*REQUIRED TASK:*
In the material below, repeat only the lines from the one that holds "outline --target=background crowd" through the final line, exactly as they stand.

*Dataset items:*
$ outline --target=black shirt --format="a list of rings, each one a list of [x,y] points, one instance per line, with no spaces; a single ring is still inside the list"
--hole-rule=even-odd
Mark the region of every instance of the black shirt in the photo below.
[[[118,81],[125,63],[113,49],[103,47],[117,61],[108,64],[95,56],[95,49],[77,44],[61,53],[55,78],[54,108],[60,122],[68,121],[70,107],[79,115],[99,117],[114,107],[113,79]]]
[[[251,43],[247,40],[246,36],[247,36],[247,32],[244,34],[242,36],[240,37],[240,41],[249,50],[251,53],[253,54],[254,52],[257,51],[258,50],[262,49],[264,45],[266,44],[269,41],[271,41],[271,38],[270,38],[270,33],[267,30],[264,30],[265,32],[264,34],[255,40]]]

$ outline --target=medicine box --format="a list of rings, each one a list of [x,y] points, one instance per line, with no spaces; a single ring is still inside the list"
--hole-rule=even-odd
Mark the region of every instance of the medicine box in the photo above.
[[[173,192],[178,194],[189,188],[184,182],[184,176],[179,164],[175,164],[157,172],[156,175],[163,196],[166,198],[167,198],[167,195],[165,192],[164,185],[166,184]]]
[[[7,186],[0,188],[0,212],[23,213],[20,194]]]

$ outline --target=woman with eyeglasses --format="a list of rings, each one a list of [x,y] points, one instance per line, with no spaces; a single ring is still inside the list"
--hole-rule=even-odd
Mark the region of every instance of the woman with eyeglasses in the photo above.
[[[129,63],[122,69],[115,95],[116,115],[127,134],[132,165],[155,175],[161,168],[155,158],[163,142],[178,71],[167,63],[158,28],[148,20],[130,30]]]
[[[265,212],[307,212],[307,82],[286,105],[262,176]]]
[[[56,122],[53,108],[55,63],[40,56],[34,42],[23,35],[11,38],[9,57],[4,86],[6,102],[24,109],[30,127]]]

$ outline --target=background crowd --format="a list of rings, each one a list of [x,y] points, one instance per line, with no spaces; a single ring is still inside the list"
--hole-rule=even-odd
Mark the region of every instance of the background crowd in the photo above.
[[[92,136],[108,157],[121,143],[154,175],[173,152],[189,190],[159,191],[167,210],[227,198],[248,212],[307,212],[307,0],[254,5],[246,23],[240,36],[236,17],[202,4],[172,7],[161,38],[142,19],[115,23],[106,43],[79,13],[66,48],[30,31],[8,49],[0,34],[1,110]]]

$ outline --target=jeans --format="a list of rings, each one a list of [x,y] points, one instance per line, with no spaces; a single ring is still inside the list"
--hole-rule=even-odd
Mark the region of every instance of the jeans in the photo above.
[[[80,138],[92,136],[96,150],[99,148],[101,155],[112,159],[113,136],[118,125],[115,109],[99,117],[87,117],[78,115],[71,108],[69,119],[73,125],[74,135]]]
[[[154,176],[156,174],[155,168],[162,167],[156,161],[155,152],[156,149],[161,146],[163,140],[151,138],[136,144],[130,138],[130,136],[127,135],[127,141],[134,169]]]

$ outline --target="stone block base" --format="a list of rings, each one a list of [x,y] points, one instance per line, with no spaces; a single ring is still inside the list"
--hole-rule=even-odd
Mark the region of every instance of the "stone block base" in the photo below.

*RESPONSE BELOW:*
$ outline --target=background crowd --format="a list of rings, each one a list of [x,y] points, one instance per line, with no spaces; a single ring is still inside the list"
--hole-rule=even-odd
Mark the region of every instance of the background crowd in the photo above.
[[[92,136],[108,157],[121,143],[154,175],[173,152],[189,190],[159,191],[167,210],[227,198],[248,212],[307,212],[307,0],[254,5],[246,23],[240,36],[236,17],[202,4],[172,7],[161,38],[142,19],[115,23],[106,43],[79,13],[66,48],[30,31],[8,49],[0,34],[1,110]]]

$ outline --target=jeans --format="a list of rings, each one a list of [x,y] points, one instance per line, with no spaces; a single ring is still inside the list"
--hole-rule=even-odd
Mark the region of every instance of the jeans in the photo above.
[[[80,138],[92,136],[96,150],[99,148],[101,155],[112,159],[113,136],[118,125],[115,109],[99,117],[87,117],[78,115],[71,108],[69,119],[73,125],[74,135]]]
[[[154,176],[156,174],[155,168],[162,167],[156,161],[155,152],[156,149],[161,146],[163,140],[151,138],[136,144],[130,138],[130,136],[127,135],[127,141],[134,169]]]

$ outline --target="stone block base" --format="a list of rings, each one a list of [x,y] points, one instance per line, with no spaces; a single ring is still inside the list"
--hole-rule=even-odd
Mark the region of every instance of the "stone block base" in the photo below.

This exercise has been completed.